### Exercise prompt
Without including the pictures, copy out every line below.

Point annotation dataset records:
--- BEGIN ---
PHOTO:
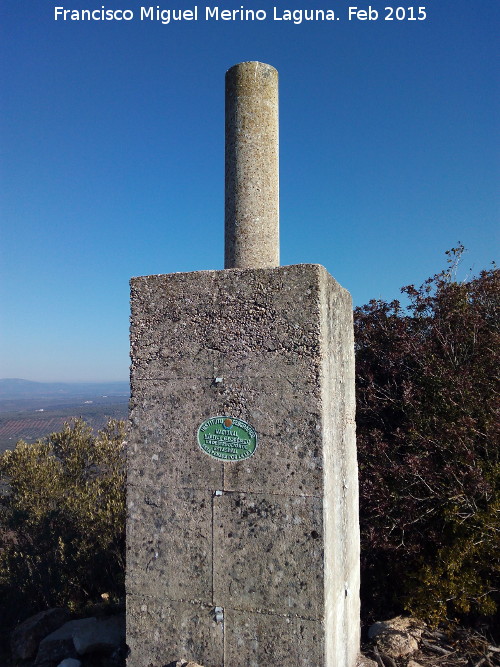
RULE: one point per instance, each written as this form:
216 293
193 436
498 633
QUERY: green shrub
63 519
427 400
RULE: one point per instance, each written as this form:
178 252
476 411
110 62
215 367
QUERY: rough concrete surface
272 540
252 174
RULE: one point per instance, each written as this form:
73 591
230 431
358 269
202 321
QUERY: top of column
252 169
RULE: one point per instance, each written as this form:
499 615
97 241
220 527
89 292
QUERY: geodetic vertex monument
242 532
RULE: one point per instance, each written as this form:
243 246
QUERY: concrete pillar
243 546
252 174
242 490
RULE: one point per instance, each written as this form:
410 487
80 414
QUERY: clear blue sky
112 137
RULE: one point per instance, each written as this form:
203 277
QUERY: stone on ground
27 636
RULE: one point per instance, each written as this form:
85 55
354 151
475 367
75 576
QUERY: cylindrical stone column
252 171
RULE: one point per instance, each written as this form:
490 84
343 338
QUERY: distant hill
31 410
16 388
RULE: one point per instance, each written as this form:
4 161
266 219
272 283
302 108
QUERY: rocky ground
407 642
51 639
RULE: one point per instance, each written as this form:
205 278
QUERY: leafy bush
428 447
62 519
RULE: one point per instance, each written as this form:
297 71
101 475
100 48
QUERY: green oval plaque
227 438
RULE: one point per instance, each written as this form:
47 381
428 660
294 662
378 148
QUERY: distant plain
33 410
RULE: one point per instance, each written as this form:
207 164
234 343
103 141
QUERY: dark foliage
62 521
427 419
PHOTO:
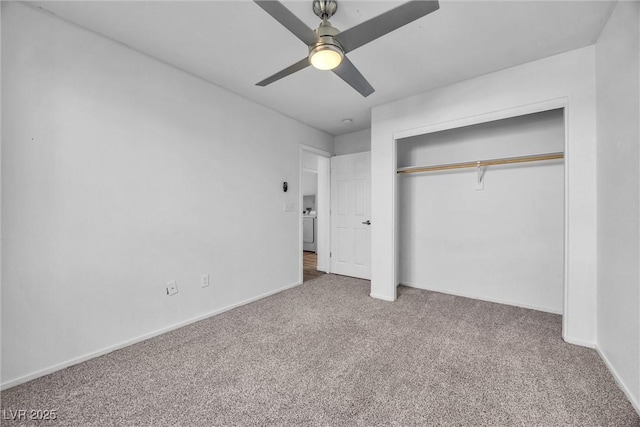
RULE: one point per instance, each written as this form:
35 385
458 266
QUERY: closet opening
481 211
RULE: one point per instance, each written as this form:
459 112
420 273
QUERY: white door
351 215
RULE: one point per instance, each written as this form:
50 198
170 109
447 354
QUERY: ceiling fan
328 45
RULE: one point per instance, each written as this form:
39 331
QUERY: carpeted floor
324 353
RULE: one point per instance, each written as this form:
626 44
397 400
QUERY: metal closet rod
482 163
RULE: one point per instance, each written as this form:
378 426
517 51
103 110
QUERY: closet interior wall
499 241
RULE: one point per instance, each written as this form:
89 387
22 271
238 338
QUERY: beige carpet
324 353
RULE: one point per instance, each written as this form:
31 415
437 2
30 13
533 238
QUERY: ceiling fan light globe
325 57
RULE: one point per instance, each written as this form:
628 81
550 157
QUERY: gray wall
617 86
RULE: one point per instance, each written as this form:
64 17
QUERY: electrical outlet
172 288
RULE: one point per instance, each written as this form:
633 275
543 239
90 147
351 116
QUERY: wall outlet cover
172 288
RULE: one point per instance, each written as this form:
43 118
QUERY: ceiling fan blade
288 20
376 27
300 65
350 74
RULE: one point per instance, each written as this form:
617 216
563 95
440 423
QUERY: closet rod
482 163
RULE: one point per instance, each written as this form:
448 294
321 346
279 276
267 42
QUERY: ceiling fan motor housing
324 9
326 41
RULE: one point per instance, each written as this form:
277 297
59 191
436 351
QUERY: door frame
323 241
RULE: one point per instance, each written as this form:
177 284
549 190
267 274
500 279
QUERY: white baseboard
382 297
581 343
623 387
482 298
106 350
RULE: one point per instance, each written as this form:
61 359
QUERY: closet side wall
502 243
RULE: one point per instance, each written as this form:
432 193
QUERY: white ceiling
235 44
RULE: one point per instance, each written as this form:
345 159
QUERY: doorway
314 213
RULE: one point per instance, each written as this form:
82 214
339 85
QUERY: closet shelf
482 163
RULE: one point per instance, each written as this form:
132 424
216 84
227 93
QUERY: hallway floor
309 266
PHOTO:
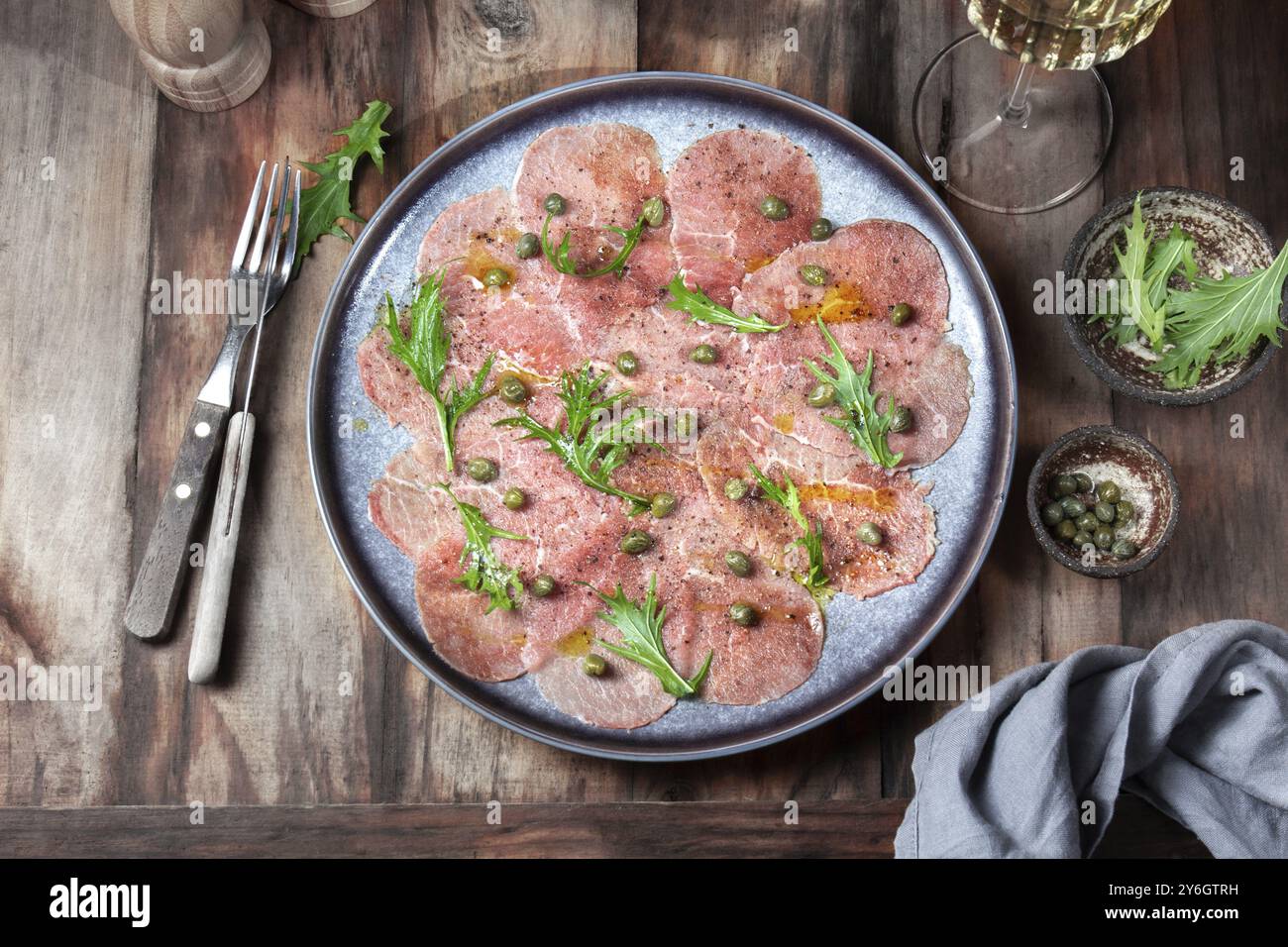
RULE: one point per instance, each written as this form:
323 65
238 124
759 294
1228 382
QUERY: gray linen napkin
1198 727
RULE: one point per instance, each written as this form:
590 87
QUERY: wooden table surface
97 390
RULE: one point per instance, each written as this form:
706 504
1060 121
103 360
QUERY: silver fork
217 575
156 586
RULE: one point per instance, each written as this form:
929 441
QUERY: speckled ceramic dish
861 178
1228 239
1106 453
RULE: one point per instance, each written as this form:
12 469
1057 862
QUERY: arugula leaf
1223 320
702 308
640 624
325 204
425 354
814 579
1134 296
866 425
562 261
589 446
484 573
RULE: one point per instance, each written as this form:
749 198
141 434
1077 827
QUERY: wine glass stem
1016 105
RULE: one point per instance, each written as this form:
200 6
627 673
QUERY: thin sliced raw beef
523 320
751 665
872 265
485 647
604 172
840 492
715 192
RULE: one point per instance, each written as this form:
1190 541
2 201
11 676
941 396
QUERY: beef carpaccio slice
715 191
838 492
872 265
485 647
751 406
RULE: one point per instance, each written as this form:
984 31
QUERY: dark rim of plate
1119 206
394 205
1056 551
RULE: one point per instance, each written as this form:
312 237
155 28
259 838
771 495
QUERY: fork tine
257 256
244 237
288 252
--- END ---
### Full output
PHOTO:
RULE: one point per instance, each written as this form:
216 293
193 436
498 633
QUERY: green shrub
63 519
427 400
RULE: one point per instance, each written as this form:
178 252
476 411
110 62
215 367
QUERY: rough concrete surface
272 540
252 174
RULE: one point per instance, each written as this form:
73 591
230 431
358 269
202 321
QUERY: top of column
252 169
RULE: one point per instance, each written as this form:
499 615
97 241
220 527
89 292
QUERY: geodetic vertex monument
242 532
RULE: one point per instance, each written as this form:
243 246
QUERY: concrete pillar
243 546
252 174
242 490
RULE: one point per instance, each written as this form:
410 487
80 414
QUERY: clear blue sky
112 137
RULE: one point per instance, each written as this form:
203 277
QUERY: stone on ground
27 636
RULE: one point per instance, each written as this form:
85 55
354 151
475 367
75 576
QUERY: cylindrical stone column
252 171
RULE: one point per instance, each written as this form:
490 84
343 338
QUERY: distant hill
31 410
16 388
RULE: one point per instance, each written as this form:
4 161
266 219
272 283
302 108
QUERY: rocky ground
407 642
51 639
RULE: one point per instance, each written as this form:
205 278
QUERY: leafy bush
428 447
62 519
RULE: one point per instance, each written as this form:
297 71
101 475
100 48
QUERY: green oval plaque
227 438
RULE: one point per instance, each written as this form:
47 381
428 660
294 662
378 148
QUERY: distant plain
33 410
RULE: one point per instance, each written as this form:
207 164
234 343
103 141
QUERY: dark foliage
62 521
427 419
PHOTO:
RULE: one point per instance, each written as this form:
35 385
458 266
QUERY: closet opening
481 211
RULE: one point per instance, each written as this form:
459 112
420 273
QUERY: white door
351 215
RULE: one point per instance, each written as this form:
50 198
170 109
447 354
QUERY: ceiling fan
328 45
RULE: one point per instance, each written as this form:
39 331
QUERY: carpeted floor
324 353
RULE: one point per instance, each written as this form:
626 44
397 400
QUERY: metal closet rod
482 163
RULE: one point per instance, each written as this form:
378 426
517 51
103 110
QUERY: closet interior wall
499 241
RULE: one point per instance, each written as this form:
89 387
22 271
238 338
QUERY: beige carpet
324 353
RULE: one point per instance, each written as this form:
31 415
437 2
30 13
533 238
QUERY: ceiling fan light globe
325 57
RULE: one point per instance, each written as this form:
628 81
550 157
QUERY: gray wall
617 86
RULE: one point per instance, each written as this form:
64 17
QUERY: electrical outlet
172 288
RULE: one point per instance, each written as this form:
633 275
543 239
90 147
351 116
QUERY: wall outlet cover
172 288
RULE: one point per instance, each written as this form:
43 118
QUERY: ceiling fan blade
288 20
376 27
300 65
350 74
RULE: one point per instance, each written as this form:
617 216
563 95
440 423
QUERY: closet rod
482 163
RULE: one point per instance, each written as this form:
448 294
321 346
279 276
267 42
QUERY: ceiling fan motor housing
324 9
326 41
RULE: one point per instance, each written as this form:
277 297
59 191
436 351
QUERY: door frame
323 241
RULE: one point per instance, each written as this form:
177 284
549 190
267 274
500 279
QUERY: white baseboard
382 297
581 343
623 387
482 298
106 350
RULE: one point per instance, each written as this form:
61 359
QUERY: closet side wall
502 243
RULE: one point per instance, each written as this form:
432 193
QUERY: white ceiling
235 44
RULE: one point per instance, each written as this form:
345 159
QUERY: doorway
314 213
RULE: one point per instance, each written as this form:
82 214
339 85
QUERY: closet shelf
482 163
RULE: one point per instance, each written as this form:
132 424
216 84
227 93
QUERY: hallway floor
309 266
PHOTO:
RULE: one point per instance, each written as this form:
323 65
238 124
759 294
1228 382
QUERY: gray linen napkin
1198 727
RULE: one point per instance, each written as this form:
590 87
QUERY: wooden table surface
97 390
RULE: one point per instance, each written as this form:
706 504
1060 121
103 360
QUERY: silver fork
217 575
156 586
RULE: one point per instance, each written as this form:
929 441
QUERY: speckled ceramic dish
861 178
1228 239
1106 453
RULE: one point per instance, each written as this form:
12 469
1057 862
QUERY: arugula leaf
1223 320
702 308
640 624
325 204
425 354
814 579
1134 296
866 425
562 261
589 446
484 573
RULE: one point per instance, each written as this form:
749 198
141 434
1077 827
QUERY: wine glass stem
1016 105
RULE: one point per instance, each written as this form:
200 6
627 673
QUERY: thin sliced raw beef
523 320
751 665
872 265
485 647
604 172
840 492
715 192
RULE: one point per instance, each written as this form:
1190 541
2 201
11 676
941 396
QUERY: beef carpaccio slice
715 191
838 492
872 265
485 647
751 406
RULE: one point per instance, each written as this form:
984 31
QUERY: dark rim of plate
1119 206
394 205
1056 551
RULE: one point per instance, each written as this form:
312 237
155 28
259 838
771 495
QUERY: fork tine
257 256
244 237
288 252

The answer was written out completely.